Using the information:
[a] Answer these from the passage on Google's Gemini updates:
(i) Up to how many different tasks at a time can the envisioned system of agents complete?
(ii) Which company introduced MCP last year?
(iii) When is the final release of the updated 2.5 Flash pegged?
[b] Transcribe the passage on Google's Gemini updates between "This will be" and "apps and services.", inclusive.

Hassabis explained this as an “AI that’s intelligent, understands the

context you are in, and that can plan and take action on your behalf, across any device.” Gemini models would provide the foundation.

This will be a culmination of Project Mariner, which “explores the future of human-agent interaction, starting with browsers”, as well as Project Astra, for video understanding, screen sharing and memory. The vision now includes a system of agents that can complete up to ten different tasks at a time. These tasks can include looking up information, making bookings, buying things, and researching a topic, all in parallel.

Microsoft, at BUILD this week, detailed a native Model Context Protocol (MCP) in Windows and the launch of the Windows AI Foundry as the foundation for a future of AI agents.

Anthropic last year introduced MCP, an open-source standard. It is also called the “USB-C port of AI”. Simplicity and wide-spread support is key, since app developers can use MCP to enable their apps or agents to talk to other apps and services.

“We added native SDK support for Model Context Protocol (MCP) definitions in the Gemini API for easier integration with open-source tools. We’re also exploring ways to deploy MCP servers and other hosted tools making it easier for you to build agentic applications,” said Tulsee Doshi, Senior Director, Product Management at Google.

Model updates, with long-term vision

Google is rolling out significant upgrades for the Gemini 2.5 Flash and Gemini 2.5 Pro models. Incoming improvements to the Gemini 2.5 Pro model, add new reasoning capabilities with Deep Think mode. Its specific focus on complex math and coding tasks, will be relevant for Gemini’s march towards an ‘agentic AI’ vision.

The lighter Gemini 2.5 Flash receives improved reasoning, multimodality, code and long context. For now, the updated 2.5 Flash is available as ‘experimental’ in Google AI Studio for developers, in Vertex AI for enterprises, and the Gemini app for everyone — its final release is pegged for early June.

“Because we're defining the frontier with 2.5 Pro DeepThink, we're taking extra time to conduct more frontier safety evaluations and get further input from safety experts. As part of that, we’re going to make it available to trusted testers via the Gemini API to get their feedback before making it widely available,” explained Koray Kavukcuoglu, chief technology officer of Google DeepMind.

New creative generative AI modes

Google’s newest generative media models are arriving now. The video generation model Veo 3 and the image generation model Imagen 4, find new capabilities. Alongside new updates for the previous generation Veo 2 model, including camera controls to make precise adjustments to elements of a video generation such as camera movements or the zoom, as well as better referencing from images of scenes, characters and objects, for video generation.

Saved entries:
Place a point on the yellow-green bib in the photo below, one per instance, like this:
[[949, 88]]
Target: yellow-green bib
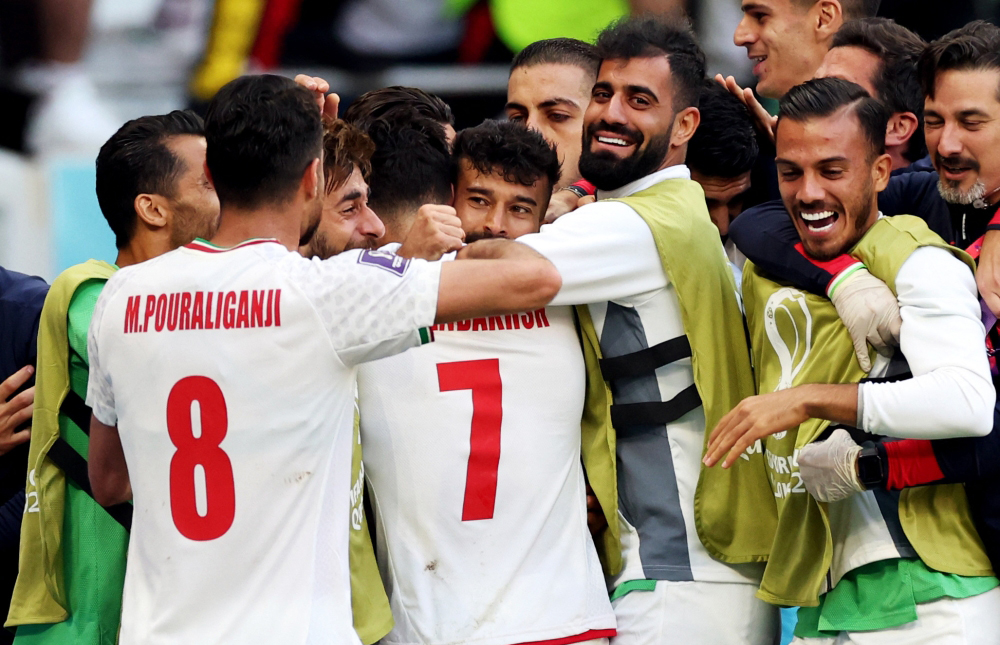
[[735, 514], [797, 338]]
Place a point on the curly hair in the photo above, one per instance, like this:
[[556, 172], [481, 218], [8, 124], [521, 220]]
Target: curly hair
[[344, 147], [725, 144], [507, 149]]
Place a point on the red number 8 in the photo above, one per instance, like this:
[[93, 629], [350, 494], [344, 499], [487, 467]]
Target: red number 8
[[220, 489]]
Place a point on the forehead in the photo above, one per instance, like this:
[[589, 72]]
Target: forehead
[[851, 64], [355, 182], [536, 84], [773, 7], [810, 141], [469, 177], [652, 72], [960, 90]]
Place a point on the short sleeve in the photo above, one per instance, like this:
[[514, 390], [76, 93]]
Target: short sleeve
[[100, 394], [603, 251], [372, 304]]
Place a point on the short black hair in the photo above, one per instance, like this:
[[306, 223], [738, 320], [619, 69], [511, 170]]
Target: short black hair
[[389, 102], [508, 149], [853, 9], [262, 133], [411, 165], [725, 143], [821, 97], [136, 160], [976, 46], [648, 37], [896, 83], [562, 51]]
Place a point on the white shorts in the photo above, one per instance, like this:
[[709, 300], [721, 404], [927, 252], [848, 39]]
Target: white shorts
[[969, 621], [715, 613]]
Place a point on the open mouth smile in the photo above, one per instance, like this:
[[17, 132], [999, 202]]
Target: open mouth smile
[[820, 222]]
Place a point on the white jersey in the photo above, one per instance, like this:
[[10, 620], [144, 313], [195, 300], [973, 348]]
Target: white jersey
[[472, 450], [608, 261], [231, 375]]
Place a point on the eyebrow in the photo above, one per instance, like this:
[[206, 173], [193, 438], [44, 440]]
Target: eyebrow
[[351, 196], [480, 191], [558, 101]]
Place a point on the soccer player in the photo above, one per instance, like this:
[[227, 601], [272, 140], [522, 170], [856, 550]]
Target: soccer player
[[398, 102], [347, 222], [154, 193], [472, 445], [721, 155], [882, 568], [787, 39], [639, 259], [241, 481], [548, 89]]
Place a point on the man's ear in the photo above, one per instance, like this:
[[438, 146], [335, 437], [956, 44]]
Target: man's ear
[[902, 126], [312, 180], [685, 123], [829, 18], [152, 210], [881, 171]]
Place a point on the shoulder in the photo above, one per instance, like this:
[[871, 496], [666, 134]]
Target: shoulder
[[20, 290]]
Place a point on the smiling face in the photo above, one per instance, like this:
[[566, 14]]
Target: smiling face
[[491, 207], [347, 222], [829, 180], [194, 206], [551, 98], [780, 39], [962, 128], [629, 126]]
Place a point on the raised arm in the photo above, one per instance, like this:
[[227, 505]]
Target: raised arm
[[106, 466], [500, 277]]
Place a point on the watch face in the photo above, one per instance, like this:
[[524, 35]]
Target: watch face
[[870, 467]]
* * *
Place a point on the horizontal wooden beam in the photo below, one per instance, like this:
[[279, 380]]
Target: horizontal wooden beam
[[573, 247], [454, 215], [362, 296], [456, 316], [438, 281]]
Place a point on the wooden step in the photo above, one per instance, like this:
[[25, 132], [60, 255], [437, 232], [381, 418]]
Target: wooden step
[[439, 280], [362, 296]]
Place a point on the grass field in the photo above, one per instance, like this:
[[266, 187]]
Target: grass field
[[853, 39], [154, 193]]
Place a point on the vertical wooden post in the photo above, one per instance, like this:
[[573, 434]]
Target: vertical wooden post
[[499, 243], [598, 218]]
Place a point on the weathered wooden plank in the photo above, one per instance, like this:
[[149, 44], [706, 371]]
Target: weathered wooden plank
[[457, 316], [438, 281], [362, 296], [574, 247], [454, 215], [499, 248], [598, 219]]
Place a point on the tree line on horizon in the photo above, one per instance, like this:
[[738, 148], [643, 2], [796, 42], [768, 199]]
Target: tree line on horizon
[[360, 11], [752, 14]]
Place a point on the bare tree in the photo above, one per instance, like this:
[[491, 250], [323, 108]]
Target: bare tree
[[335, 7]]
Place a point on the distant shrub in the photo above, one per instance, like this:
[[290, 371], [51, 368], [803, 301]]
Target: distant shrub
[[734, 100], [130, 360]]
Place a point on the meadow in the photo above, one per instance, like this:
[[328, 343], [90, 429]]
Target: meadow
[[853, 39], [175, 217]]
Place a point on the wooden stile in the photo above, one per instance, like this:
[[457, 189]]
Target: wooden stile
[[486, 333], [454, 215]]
---
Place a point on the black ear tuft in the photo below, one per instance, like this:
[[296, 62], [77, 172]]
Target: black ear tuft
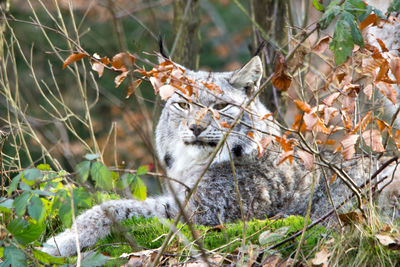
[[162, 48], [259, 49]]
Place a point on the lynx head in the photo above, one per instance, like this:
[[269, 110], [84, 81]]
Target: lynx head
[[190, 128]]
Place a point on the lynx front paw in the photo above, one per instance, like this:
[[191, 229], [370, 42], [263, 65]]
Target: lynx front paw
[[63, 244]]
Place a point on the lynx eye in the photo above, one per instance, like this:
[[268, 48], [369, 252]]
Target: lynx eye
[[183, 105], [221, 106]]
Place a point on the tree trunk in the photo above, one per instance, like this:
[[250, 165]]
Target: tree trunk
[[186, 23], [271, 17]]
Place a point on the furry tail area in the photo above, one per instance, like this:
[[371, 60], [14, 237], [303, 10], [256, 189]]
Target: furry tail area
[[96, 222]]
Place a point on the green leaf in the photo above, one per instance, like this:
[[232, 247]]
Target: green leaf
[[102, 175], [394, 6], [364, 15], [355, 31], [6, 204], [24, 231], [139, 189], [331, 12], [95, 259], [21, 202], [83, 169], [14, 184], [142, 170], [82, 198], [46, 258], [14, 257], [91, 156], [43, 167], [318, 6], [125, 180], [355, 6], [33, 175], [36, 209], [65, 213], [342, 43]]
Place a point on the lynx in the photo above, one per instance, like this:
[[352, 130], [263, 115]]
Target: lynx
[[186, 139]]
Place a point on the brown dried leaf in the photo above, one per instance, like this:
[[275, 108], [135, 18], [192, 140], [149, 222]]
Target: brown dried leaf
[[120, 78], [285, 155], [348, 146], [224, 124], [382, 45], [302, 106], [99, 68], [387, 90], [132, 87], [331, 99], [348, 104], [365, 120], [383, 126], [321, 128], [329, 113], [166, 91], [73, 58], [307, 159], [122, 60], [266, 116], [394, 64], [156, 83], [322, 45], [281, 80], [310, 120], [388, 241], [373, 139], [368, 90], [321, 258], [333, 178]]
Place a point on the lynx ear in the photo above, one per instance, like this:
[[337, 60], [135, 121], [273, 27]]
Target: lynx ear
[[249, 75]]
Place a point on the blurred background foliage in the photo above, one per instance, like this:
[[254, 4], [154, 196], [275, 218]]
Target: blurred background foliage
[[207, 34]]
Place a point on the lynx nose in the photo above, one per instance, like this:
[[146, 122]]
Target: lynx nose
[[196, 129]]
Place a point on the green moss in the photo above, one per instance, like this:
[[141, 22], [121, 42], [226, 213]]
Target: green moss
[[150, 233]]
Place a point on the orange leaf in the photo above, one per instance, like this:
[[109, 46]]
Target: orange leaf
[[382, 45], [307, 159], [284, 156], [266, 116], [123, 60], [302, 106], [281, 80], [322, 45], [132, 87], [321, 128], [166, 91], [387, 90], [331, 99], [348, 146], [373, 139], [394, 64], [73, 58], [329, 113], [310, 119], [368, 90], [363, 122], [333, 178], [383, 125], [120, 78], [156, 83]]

Answers:
[a]
(i) Ten.
(ii) Anthropic.
(iii) Early June.

[b]
This will be a culmination of Project Mariner, which “explores the future of human-agent interaction, starting with browsers”, as well as Project Astra, for video understanding, screen sharing and memory. The vision now includes a system of agents that can complete up to ten different tasks at a time. These tasks can include looking up information, making bookings, buying things, and researching a topic, all in parallel.

Microsoft, at BUILD this week, detailed a native Model Context Protocol (MCP) in Windows and the launch of the Windows AI Foundry as the foundation for a future of AI agents.

Anthropic last year introduced MCP, an open-source standard. It is also called the “USB-C port of AI”. Simplicity and wide-spread support is key, since app developers can use MCP to enable their apps or agents to talk to other apps and services.